> _SOURCE EXTRACT_
++++++++++++++++++++
Feedback Search Top Backward Forward
EDM/2

Software Conversion, Translation, and Migration

Automating the Construction of Application Generators

Written by Jules Gilbert of SymbTech

Linkbar

 

An Introduction to SymbTech's Apprentice Technology

This technical note describes a powerful new kind of software utility which can reinforce the efforts of programmers and software developers by providing an unparalled level of programming automation, (previously unavailable with other types of software development/maintenance tools).

The underlying basis of this value and quality is a symbolic programming system, augmented by an expert system supplied with a rules base which focuses on compiler writing issues, and includes descriptions of several popular programming languages and also computer science topics necessary for constructing these types of programs.

The product envelope is an interactive platform, and while not making use of Windows or other special tools presents users with a simple basis for performing many kinds of complex tasks common to computer science and general programming.

A working knowledge of C is all that is required to use the program.

When first presented with a project by a user, common practice is to enhance the system with all of the specific knowledge which is known to be relevant.

For instance, if one is building a business tax processor, one should expect to supply the elements of the tax code.

But for compiler and translator projects, the program has already been enhanced appropriately.

The name of this software utility is aiTRAN.

It is the hope of the developer that users, once having used aiTRAN, will agree that this software technology does provide utterly unparalleled automation.

aiTRAN has been successfully employed over a wide class of software engineering projects and it is described here with respect to projects involving:

  • conversion, translation, and migration of software, and
  • the construction of application generators.
++++++++++++++++++++
(Text-to-region grounding rows)
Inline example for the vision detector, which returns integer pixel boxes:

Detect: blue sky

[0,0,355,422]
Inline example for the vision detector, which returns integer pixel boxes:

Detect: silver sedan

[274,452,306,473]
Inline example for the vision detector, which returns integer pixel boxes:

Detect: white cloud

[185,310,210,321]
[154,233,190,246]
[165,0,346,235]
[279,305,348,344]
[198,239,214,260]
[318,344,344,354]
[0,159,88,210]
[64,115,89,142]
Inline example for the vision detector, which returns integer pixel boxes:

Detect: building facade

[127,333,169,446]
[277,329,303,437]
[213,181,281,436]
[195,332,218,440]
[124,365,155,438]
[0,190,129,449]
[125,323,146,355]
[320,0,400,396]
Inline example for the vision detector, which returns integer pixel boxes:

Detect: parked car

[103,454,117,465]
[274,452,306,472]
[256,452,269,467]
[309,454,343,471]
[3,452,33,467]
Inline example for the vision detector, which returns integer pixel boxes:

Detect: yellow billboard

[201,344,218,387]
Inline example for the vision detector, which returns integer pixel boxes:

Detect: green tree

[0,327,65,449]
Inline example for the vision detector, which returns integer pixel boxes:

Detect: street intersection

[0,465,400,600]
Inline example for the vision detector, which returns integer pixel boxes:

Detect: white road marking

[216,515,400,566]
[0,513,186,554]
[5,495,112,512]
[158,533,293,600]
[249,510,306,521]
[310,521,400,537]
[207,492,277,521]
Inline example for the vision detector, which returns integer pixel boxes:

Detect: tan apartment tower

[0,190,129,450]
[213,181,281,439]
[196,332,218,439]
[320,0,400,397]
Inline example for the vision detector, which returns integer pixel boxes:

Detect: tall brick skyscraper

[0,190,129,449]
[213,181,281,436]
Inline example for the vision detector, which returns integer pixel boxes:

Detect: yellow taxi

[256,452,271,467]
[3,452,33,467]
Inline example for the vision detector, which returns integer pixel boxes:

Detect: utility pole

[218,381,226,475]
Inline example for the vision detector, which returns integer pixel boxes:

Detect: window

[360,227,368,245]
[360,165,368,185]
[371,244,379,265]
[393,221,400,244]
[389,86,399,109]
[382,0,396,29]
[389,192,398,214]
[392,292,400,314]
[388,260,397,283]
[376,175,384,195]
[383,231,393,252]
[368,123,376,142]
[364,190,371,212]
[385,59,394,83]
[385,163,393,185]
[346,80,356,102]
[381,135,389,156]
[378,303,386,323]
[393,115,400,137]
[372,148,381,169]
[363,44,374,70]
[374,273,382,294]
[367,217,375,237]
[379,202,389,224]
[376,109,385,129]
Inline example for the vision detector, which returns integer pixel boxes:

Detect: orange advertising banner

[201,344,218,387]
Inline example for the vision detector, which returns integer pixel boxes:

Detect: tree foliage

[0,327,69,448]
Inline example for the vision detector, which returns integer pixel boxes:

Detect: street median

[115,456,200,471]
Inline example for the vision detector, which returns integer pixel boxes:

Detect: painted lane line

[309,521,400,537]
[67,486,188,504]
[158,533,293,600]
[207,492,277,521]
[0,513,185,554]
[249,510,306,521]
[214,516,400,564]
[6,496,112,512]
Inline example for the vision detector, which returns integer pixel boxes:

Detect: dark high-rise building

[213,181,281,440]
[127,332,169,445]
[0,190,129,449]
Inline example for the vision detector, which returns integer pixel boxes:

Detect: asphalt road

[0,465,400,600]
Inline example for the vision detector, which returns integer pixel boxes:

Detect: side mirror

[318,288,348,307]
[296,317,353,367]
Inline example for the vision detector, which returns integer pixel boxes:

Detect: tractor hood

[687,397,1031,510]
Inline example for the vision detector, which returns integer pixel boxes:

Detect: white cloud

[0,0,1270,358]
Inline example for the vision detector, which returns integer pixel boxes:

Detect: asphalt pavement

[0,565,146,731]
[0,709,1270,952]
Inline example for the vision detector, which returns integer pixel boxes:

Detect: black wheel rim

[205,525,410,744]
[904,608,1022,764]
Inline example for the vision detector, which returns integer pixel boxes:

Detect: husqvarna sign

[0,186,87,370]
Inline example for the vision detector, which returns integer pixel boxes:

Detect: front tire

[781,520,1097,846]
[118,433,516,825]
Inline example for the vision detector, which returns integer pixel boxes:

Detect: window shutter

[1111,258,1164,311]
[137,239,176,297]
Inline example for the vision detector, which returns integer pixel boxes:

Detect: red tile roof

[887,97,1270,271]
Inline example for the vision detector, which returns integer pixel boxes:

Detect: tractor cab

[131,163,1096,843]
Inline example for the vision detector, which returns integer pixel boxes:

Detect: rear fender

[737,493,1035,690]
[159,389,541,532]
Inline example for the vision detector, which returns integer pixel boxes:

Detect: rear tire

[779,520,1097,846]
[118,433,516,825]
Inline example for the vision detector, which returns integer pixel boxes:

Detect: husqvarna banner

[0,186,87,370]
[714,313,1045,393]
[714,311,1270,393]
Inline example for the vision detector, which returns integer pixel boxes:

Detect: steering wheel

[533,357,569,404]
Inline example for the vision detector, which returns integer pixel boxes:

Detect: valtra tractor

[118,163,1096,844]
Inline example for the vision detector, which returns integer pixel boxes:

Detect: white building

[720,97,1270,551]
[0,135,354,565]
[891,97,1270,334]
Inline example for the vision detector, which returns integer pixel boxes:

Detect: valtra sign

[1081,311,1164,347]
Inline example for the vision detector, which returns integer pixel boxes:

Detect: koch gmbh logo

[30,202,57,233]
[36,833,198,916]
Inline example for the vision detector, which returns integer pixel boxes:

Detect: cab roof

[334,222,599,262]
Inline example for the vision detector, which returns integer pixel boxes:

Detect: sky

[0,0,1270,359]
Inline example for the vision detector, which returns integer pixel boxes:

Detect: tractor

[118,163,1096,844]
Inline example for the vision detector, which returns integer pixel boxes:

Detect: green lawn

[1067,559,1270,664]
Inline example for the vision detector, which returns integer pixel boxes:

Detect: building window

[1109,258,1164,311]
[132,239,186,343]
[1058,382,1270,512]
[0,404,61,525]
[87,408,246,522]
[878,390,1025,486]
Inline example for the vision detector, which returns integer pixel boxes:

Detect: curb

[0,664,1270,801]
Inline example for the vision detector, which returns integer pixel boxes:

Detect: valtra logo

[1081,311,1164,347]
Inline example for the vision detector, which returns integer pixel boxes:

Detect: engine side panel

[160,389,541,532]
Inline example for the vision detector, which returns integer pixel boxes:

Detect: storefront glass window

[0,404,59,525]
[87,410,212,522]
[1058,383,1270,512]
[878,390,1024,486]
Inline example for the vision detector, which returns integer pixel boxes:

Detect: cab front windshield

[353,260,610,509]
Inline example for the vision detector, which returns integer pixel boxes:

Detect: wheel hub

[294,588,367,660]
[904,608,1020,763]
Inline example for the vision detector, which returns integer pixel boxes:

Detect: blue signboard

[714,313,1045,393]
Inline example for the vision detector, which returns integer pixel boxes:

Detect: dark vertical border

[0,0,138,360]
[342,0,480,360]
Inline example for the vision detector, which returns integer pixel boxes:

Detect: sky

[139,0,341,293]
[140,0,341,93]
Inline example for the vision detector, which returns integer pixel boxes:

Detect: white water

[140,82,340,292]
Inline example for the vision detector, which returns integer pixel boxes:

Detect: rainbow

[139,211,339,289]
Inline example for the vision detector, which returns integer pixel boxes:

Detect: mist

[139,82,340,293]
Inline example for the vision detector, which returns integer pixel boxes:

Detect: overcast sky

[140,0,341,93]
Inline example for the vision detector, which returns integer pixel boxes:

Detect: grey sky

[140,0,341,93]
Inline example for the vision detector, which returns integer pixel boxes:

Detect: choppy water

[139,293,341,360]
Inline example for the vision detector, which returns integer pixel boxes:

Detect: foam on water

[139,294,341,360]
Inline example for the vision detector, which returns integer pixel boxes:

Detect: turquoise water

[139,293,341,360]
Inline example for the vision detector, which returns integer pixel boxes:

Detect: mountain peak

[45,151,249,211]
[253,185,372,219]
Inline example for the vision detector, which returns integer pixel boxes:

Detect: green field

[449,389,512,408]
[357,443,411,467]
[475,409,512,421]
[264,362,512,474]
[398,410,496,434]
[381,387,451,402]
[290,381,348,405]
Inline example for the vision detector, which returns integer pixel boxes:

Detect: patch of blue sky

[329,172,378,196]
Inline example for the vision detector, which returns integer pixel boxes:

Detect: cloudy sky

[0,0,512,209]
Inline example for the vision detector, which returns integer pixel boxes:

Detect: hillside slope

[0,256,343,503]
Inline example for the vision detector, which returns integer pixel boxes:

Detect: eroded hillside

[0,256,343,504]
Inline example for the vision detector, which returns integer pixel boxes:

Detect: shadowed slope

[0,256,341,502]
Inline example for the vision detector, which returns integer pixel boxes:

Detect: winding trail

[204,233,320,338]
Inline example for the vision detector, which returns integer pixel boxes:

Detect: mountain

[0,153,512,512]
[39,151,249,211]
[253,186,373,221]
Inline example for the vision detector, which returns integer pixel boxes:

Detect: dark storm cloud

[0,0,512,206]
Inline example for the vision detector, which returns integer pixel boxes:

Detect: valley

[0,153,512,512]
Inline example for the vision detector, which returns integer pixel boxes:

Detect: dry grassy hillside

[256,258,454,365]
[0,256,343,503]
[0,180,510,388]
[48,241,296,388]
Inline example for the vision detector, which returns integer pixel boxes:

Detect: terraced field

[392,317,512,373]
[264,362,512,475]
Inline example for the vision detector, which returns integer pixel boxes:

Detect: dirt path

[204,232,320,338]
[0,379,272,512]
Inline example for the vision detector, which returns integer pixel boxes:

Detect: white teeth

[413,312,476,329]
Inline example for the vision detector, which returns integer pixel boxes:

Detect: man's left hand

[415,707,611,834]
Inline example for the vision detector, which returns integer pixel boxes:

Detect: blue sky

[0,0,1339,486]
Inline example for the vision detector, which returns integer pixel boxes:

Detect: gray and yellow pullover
++++++++++++++++++++
> _COMPLETE THE FOLLOWING_
A. According to the aiTRAN technical note, what is required to use the program?
B. Pick up the aiTRAN technical note after its last sentence and continue it.
None of the rows is needed for this work.

> _ANSWERS_
A. A working knowledge of C.

B.
For specific programming projects, it is not unrealistic to expect a productivity gain of two orders of magnitude compared to conventional solutions.

Of course, this result takes time to realize, and -- without specialized training -- it is usually necessary to practice for a week or so before a substantial gain in personal programming productivity can be demonstrated.

A Simple Example

A simple example follows, which builds Unix lex/yacc source code.

Make no mistake, the author of aiTRAN does not normally use Lex or Yacc. These tools, while excellent in many ways have the disadvantage of generating tables of constants (rather than maintainable C source) so their value is somewhat limited. But because Lex and Yacc are so well known, this first example demonstrates what is possible within a Lex/Yacc context.

This example is a simple tokenizer for the C language which is constructed with Unix (f)lex, providing support for C language numeric constants.

The file "lexdemo.wrk" describes the C language numeric constants and (f)lex issues are described in the file "lex.wrk".

Running this instructional demo is very simple.

First, three MSDOS 'set' commands insure adaquate virtual RAM and also 'point' aiTRAN to the library directory.

The sets follow:


set AITMEM=32M
set AITSTK=50K
set AITLIB=C:\AITLIB
Invoke aiTRAN:

ait386

An Instructional Example

aiTRAN v1E061,26288K:C/AP All Rights Reserved by SymbTech. Copyright 1991.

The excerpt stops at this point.